▸ VORLIEGENDER TEXTAUSZUG:
○ ○ ○

Gemäß Art. 131 Abs. 2 B-VG erkennt das BVwG über Beschwerden gemäß Art. 130 Abs. 1 in Rechtssachen in den Angelegenheiten der Vollziehung des Bundes, die unmittelbar von Bundesbehörden besorgt werden.

Gemäß Art. 132 Abs. 1 Z. 1 B-VG kann gegen einen Bescheid einer Verwaltungsbehörde wegen Rechtswidrigkeit Beschwerde erheben, wer durch den Bescheid in seinen Rechten verletzt zu sein behauptet.

Gemäß Art. 135 Abs. 1 B-VG iVm § 6 des Bundesverwaltungsgerichtsgesetzes (BVwGG) idF BGBl I 10/2013 entscheidet das Bundesverwaltungsgericht durch Einzelrichter, sofern nicht in Bundes- oder Landesgesetzen die Entscheidung durch Senate vorgesehen ist.

Das Verfahren der Verwaltungsgerichte mit Ausnahme des Bundesfinanzgerichts ist durch das Bundesgesetz über das Verfahren der Verwaltungsgerichte (Verwaltungsgerichtsverfahrensgesetz - VwGVG), BGBl. I 33/2013 idF BGBl I 122/2013, geregelt (§ 1 leg.cit.). Gemäß § 58 Abs 2 VwGVG bleiben entgegenstehende Bestimmungen, die zum Zeitpunkt des Inkrafttretens dieses Bundesgesetzes bereits kundgemacht wurden, in Kraft.

○ ○ ○

▸ ZU ERLEDIGEN:
1. Durch wen entscheidet das Bundesverwaltungsgericht laut dem Textauszug zur Verwaltungsgerichtsbarkeit, sofern Bundes- oder Landesgesetze keine Entscheidung durch Senate vorsehen?
2. Greife den Textauszug zur Verwaltungsgerichtsbarkeit nach seinem letzten Satz auf und führe ihn im gleichen Stil fort.

[Bounding-Box-Zeilen]

○ ○ ○

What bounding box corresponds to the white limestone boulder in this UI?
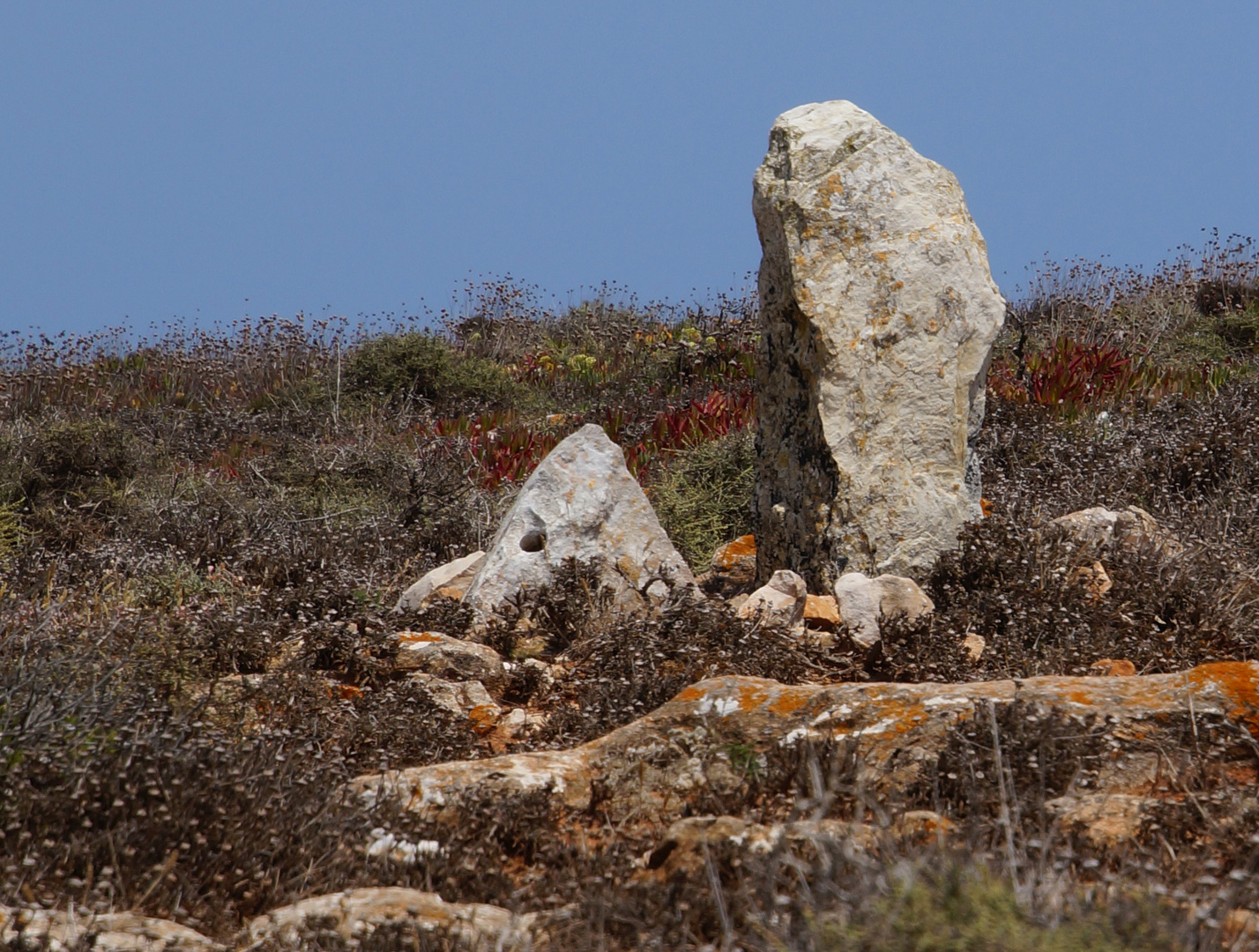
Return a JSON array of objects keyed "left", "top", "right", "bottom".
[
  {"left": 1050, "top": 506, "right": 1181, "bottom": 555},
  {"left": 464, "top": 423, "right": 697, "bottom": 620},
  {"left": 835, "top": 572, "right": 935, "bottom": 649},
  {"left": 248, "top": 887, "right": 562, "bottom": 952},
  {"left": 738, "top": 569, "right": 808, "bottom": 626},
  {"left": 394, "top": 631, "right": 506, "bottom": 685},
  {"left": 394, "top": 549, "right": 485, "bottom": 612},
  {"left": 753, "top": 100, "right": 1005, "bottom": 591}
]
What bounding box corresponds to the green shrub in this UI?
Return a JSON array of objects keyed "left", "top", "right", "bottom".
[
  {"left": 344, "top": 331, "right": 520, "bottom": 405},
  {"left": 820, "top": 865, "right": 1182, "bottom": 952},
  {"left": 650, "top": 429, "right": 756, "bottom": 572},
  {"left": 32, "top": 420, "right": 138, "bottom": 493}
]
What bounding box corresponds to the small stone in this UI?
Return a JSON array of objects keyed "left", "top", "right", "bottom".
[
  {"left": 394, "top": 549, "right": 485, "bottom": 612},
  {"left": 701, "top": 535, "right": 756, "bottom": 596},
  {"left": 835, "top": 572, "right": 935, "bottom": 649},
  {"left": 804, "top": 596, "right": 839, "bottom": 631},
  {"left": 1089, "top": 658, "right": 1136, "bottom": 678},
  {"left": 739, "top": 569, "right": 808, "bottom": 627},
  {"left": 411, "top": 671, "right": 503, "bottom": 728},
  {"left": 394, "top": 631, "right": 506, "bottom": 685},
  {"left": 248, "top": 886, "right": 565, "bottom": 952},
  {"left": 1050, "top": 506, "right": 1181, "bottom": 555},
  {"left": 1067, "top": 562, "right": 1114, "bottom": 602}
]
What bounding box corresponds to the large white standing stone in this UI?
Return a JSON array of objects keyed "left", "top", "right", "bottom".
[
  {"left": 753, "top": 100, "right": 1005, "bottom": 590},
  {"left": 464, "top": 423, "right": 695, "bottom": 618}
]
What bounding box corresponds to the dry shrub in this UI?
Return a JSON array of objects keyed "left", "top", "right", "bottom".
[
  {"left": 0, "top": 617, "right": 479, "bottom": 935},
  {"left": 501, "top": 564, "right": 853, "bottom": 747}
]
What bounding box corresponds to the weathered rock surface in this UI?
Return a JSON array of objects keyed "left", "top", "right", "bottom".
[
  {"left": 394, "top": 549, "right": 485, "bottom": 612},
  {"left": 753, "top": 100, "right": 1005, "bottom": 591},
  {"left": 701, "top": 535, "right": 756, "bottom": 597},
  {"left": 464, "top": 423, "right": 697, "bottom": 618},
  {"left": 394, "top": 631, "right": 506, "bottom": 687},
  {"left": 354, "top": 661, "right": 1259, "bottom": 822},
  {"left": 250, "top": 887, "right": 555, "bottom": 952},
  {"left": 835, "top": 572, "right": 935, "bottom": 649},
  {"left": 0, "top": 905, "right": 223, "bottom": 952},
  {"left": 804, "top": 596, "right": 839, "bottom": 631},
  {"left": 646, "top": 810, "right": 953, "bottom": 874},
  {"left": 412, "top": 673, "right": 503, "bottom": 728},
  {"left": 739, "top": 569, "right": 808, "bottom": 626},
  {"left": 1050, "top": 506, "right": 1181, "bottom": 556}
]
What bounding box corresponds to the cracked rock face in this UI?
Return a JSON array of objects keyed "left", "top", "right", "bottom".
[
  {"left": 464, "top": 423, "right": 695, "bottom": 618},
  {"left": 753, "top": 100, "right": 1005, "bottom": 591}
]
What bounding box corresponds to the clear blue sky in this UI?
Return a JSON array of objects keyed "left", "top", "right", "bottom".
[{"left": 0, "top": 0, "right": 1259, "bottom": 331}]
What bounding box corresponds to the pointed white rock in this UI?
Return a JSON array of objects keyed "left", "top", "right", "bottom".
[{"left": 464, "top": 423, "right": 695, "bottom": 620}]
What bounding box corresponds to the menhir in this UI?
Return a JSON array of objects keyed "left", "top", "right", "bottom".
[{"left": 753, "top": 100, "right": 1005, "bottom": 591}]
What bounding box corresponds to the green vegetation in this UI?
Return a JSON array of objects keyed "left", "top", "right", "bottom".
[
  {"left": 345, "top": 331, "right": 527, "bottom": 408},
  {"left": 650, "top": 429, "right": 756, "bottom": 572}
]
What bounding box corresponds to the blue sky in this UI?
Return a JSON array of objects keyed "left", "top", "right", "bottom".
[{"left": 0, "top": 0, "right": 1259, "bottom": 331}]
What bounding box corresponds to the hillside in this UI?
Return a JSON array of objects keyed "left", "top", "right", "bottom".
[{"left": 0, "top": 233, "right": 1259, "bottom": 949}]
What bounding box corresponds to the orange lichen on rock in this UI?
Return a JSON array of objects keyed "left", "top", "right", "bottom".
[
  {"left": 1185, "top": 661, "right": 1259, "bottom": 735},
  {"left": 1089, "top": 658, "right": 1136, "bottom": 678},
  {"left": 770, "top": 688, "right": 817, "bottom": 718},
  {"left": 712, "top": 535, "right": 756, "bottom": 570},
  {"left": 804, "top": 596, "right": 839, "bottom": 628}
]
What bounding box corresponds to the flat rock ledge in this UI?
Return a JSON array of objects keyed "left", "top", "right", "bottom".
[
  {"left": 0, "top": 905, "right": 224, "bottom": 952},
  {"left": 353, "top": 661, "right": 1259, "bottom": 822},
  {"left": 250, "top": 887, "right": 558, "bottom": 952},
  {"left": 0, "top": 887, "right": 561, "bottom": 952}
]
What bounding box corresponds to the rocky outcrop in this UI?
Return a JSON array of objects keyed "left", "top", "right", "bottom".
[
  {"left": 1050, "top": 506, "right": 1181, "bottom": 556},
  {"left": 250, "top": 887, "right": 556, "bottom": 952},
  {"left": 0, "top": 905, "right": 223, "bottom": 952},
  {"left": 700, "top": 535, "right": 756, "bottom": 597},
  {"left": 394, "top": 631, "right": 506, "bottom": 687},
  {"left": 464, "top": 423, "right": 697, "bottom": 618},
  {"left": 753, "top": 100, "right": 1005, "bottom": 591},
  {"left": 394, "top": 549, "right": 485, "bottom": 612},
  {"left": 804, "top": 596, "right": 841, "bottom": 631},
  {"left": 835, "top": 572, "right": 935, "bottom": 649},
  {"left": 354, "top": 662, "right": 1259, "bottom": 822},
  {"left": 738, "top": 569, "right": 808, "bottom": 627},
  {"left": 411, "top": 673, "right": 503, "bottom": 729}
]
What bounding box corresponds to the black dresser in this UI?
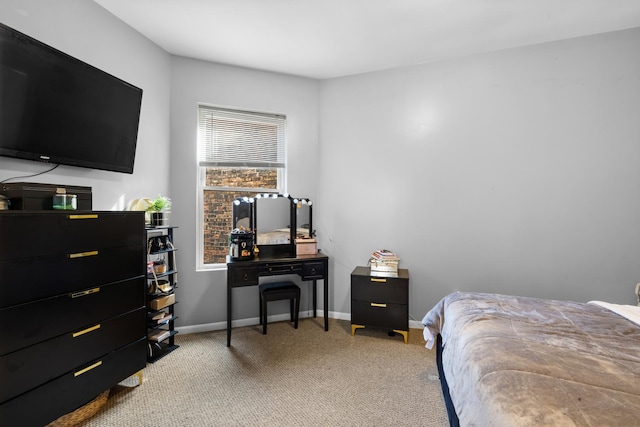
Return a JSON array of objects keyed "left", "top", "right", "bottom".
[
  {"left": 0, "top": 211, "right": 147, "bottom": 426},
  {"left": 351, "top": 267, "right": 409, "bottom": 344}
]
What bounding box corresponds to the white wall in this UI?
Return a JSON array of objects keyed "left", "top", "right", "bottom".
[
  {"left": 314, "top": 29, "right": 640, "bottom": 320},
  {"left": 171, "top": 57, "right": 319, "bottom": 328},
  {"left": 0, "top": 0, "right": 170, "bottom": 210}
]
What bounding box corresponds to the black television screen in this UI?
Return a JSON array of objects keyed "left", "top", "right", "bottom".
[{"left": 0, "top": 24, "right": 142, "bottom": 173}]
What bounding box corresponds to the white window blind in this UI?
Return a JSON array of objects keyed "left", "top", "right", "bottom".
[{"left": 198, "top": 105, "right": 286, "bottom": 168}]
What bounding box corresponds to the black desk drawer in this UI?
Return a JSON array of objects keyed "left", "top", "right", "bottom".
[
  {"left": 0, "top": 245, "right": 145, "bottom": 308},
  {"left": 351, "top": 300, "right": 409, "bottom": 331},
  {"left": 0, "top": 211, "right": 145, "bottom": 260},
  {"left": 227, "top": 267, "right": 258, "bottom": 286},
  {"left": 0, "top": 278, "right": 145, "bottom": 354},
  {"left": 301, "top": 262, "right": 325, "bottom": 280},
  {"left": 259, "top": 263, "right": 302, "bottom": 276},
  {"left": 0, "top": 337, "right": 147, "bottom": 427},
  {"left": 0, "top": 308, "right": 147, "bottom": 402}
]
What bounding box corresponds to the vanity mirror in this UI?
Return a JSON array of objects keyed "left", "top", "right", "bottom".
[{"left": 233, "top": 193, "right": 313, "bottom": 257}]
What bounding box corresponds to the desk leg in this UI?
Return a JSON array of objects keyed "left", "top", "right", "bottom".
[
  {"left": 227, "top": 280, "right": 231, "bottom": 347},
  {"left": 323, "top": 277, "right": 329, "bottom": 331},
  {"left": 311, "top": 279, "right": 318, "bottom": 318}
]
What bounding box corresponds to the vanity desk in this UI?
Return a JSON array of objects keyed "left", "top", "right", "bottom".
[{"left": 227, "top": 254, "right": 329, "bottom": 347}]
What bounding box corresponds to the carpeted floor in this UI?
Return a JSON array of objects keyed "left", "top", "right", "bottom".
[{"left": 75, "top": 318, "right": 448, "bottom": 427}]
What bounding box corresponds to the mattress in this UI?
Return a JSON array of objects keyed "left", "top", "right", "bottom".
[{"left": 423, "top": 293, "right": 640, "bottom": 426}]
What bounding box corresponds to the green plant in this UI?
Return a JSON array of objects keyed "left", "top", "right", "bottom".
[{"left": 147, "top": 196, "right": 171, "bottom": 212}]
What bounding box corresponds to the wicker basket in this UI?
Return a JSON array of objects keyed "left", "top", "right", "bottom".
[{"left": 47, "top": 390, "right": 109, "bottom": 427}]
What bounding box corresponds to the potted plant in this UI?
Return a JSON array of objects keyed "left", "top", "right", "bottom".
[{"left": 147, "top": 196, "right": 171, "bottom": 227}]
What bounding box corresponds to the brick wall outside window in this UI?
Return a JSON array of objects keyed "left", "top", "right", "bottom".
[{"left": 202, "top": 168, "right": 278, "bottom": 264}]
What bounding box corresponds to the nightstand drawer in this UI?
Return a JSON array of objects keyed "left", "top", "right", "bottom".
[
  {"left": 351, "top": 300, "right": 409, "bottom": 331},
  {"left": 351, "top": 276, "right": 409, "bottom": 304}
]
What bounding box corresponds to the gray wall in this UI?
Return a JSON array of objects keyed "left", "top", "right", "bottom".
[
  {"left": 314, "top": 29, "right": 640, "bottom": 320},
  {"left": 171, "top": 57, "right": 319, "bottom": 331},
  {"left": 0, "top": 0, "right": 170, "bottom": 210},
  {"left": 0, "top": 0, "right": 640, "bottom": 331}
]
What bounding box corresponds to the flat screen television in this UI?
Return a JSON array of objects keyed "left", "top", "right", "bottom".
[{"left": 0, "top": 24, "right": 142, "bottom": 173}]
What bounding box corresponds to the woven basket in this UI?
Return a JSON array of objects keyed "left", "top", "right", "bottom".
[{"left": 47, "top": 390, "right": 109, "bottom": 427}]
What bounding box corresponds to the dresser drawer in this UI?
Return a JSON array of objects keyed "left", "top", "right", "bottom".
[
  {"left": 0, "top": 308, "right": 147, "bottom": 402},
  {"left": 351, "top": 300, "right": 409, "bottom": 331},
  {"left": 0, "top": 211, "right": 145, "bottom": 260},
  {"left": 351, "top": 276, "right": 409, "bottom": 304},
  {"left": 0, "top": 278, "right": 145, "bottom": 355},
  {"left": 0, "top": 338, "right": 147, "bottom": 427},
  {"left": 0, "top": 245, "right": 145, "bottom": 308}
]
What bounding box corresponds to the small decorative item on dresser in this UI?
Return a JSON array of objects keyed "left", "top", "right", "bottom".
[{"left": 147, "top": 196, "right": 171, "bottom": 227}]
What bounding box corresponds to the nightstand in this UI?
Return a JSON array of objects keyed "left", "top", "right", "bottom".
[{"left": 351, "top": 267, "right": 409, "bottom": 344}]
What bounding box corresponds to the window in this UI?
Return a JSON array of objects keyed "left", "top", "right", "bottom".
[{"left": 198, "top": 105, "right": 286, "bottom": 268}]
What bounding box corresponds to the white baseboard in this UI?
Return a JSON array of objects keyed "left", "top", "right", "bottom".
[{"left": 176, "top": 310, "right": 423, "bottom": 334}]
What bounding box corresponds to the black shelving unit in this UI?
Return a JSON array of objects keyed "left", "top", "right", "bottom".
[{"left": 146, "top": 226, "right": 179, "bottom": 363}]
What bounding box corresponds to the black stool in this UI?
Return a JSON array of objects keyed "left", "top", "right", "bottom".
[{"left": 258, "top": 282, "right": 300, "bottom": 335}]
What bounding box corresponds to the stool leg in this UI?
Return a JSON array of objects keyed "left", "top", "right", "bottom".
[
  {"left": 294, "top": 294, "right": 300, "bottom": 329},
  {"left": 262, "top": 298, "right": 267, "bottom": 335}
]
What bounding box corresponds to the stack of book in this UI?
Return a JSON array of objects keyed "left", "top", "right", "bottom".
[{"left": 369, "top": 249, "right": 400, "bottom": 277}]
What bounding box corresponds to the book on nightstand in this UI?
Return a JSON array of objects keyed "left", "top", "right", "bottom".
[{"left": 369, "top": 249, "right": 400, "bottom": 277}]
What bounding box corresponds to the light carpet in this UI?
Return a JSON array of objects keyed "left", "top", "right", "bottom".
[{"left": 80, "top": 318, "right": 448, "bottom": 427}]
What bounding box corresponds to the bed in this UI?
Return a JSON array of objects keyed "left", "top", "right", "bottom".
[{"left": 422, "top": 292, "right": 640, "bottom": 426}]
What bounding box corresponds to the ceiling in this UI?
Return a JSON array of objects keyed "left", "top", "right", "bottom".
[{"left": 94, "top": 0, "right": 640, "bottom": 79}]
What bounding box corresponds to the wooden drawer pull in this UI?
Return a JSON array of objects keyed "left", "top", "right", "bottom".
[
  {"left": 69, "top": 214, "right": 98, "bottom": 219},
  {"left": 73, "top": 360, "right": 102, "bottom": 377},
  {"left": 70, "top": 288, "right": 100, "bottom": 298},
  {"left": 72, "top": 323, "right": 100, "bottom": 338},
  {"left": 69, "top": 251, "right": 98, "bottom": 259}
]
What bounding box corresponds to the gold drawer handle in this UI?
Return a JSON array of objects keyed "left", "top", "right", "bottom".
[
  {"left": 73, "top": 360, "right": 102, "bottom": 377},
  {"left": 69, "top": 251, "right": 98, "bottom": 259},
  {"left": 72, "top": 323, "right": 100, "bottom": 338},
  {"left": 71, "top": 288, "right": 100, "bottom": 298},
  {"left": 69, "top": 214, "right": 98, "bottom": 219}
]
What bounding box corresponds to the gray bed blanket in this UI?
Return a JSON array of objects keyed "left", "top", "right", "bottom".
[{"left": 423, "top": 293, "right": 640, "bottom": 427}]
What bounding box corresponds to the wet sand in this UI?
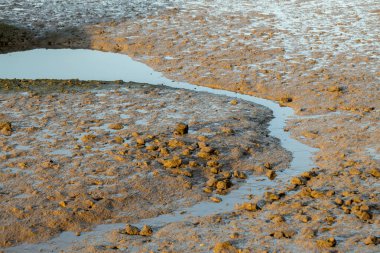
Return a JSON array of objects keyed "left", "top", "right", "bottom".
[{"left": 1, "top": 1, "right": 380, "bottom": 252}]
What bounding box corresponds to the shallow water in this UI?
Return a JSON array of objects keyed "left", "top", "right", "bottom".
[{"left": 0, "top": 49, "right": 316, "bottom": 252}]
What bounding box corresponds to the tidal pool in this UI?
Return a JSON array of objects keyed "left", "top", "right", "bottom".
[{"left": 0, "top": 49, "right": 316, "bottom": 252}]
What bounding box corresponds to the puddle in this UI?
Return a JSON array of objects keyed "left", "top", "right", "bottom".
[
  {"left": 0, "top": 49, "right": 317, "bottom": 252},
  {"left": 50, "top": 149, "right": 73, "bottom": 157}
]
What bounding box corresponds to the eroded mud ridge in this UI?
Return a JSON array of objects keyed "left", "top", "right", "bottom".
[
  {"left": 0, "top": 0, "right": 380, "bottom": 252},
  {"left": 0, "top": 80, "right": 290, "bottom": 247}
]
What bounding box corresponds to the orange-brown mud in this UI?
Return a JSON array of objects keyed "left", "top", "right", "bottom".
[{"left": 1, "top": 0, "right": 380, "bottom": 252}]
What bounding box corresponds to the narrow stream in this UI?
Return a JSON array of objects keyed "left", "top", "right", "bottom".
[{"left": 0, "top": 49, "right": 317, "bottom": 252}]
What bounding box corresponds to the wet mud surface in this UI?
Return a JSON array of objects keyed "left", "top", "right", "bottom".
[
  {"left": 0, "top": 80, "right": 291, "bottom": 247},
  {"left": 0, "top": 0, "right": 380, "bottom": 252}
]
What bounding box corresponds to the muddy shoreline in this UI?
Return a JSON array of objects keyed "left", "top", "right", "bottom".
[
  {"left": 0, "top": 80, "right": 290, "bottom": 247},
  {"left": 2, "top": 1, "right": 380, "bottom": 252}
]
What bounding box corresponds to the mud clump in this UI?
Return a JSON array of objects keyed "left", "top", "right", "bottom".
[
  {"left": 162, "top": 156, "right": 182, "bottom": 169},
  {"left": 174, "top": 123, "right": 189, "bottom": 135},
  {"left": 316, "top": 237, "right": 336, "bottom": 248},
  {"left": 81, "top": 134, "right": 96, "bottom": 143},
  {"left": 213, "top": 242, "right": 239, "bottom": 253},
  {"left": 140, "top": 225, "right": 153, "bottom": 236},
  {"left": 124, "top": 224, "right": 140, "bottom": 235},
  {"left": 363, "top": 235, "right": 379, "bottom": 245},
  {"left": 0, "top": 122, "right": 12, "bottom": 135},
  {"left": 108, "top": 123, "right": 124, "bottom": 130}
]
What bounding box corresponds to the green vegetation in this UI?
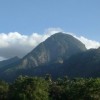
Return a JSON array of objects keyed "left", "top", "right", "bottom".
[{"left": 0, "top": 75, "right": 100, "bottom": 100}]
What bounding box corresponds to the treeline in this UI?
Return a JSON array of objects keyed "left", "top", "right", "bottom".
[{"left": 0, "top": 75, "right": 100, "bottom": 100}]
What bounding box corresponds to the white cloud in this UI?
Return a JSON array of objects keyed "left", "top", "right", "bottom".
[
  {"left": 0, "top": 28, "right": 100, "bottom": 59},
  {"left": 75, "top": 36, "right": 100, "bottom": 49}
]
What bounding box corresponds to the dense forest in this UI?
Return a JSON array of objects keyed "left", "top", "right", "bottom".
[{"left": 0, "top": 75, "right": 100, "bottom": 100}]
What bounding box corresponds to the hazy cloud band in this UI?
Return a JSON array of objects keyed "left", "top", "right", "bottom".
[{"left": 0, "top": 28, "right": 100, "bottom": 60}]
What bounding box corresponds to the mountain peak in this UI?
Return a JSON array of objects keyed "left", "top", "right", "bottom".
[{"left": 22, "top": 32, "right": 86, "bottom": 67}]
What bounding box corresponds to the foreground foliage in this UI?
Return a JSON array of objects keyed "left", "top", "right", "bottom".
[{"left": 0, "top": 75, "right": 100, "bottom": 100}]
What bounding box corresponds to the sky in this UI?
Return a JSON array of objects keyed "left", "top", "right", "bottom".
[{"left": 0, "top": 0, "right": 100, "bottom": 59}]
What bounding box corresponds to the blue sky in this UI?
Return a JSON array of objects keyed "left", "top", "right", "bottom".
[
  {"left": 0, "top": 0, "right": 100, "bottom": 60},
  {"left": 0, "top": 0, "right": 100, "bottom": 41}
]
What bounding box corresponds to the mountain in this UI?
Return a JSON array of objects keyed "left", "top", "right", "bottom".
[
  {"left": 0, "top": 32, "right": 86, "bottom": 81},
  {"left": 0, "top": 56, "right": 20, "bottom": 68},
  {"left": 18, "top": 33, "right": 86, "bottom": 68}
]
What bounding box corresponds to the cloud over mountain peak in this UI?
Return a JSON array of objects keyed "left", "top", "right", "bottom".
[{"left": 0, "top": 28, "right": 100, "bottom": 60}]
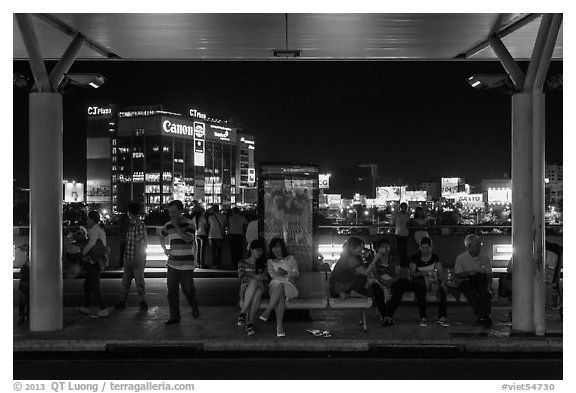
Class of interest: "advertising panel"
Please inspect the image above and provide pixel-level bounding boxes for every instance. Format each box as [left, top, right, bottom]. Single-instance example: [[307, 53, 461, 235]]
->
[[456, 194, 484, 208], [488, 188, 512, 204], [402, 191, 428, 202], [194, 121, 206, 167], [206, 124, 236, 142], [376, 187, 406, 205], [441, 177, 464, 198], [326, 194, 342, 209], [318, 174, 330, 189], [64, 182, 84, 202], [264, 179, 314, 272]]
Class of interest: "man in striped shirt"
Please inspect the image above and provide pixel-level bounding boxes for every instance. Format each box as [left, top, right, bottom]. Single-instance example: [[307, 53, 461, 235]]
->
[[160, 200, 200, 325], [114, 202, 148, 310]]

○ ○ ○

▸ ANTWORTEN JE AUFGABE:
1. Durch Einzelrichter.

2.
Gemäß § 17 VwGVG sind, soweit in diesem Bundesgesetz nicht anderes bestimmt ist, auf das Verfahren über Beschwerden gemäß Art. 130 Abs. 1 B-VG die Bestimmungen des AVG mit Ausnahme der §§ 1 bis 5 sowie des IV. Teiles, die Bestimmungen der Bundesabgabenordnung - BAO, BGBl. Nr. 194/1961, des Agrarverfahrensgesetzes - AgrVG, BGBl. Nr. 173/1950, und des Dienstrechtsverfahrensgesetzes 1984 - DVG, BGBl. Nr. 29/1984, und im Übrigen jene verfahrensrechtlichen Bestimmungen in Bundes- oder Landesgesetzen sinngemäß anzuwenden, die die Behörde in dem dem Verfahren vor dem Verwaltungsgericht vorangegangenen Verfahren angewendet hat oder anzuwenden gehabt hätte.

Gemäß § 27 VwGVG hat das Verwaltungsgericht, soweit es nicht Rechtswidrigkeit wegen Unzuständigkeit der Behörde als gegeben findet, den angefochtenen Bescheid, die angefochtene Ausübung unmittelbarer verwaltungsbehördlicher Befehls- und Zwangsgewalt und die angefochtene Weisung auf Grund der Beschwerde (§ 9 Abs. 1 Z 3 und 4) oder auf Grund der Erklärung über den Umfang der Anfechtung (§ 9 Abs. 3) zu überprüfen.

Gemäß § 28 Abs. 1 VwGVG hat das Verwaltungsgericht die Rechtssache durch Erkenntnis zu erledigen, sofern die Beschwerde nicht zurückzuweisen oder das Verfahren einzustellen ist.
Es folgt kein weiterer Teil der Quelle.